◆ Task goal ◆
What you return should match every record exactly, with the images removed.

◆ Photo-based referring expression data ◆
▼

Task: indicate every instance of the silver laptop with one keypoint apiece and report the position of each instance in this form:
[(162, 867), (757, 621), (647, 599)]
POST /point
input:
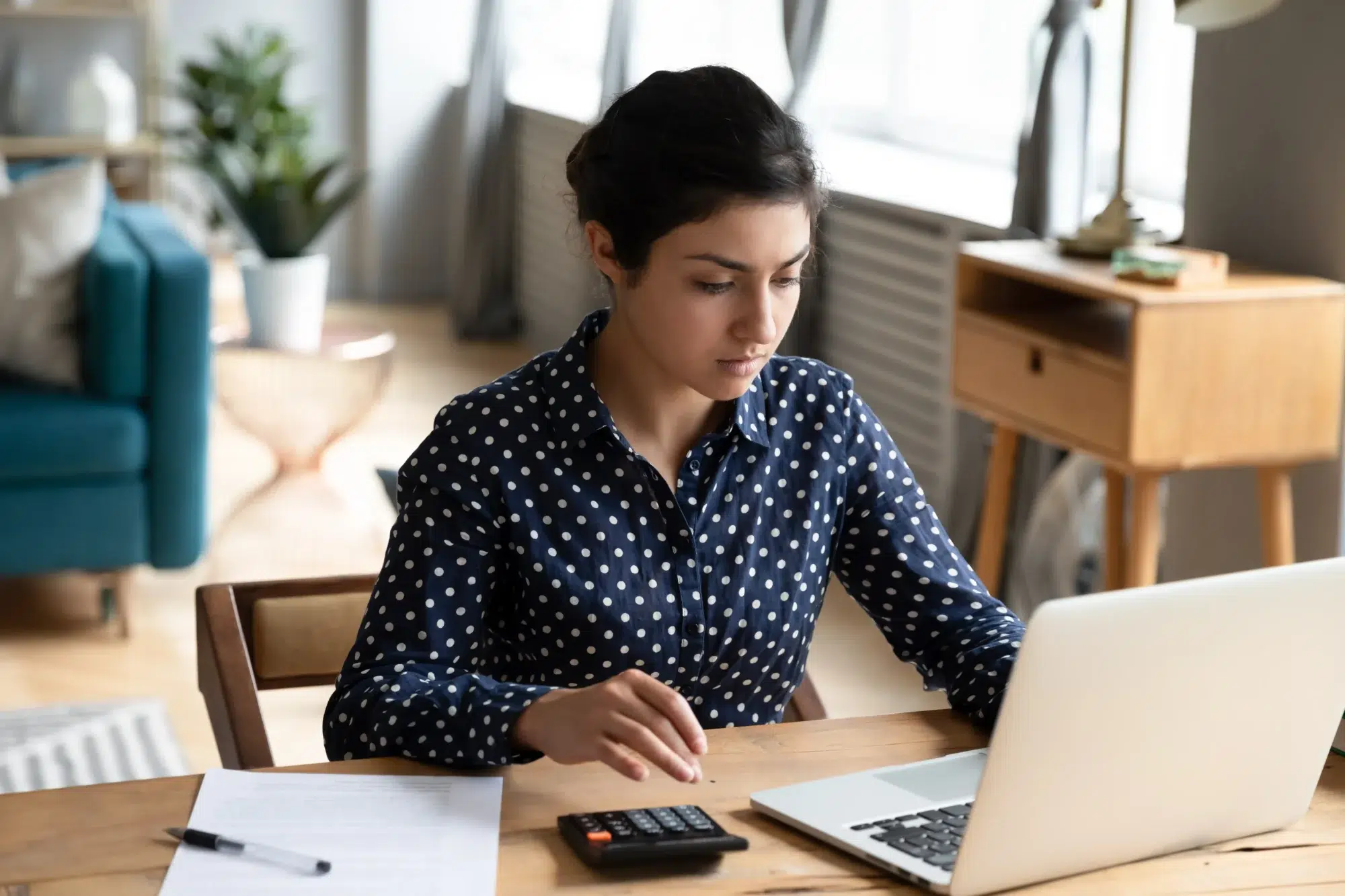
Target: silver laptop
[(1136, 724)]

▲

◆ Response ◆
Task: indicate every instance of the silver laptop with one keypoint apiece and report the position of each instance in this form:
[(162, 867), (757, 621), (647, 599)]
POST /point
input:
Target: silver laptop
[(1136, 724)]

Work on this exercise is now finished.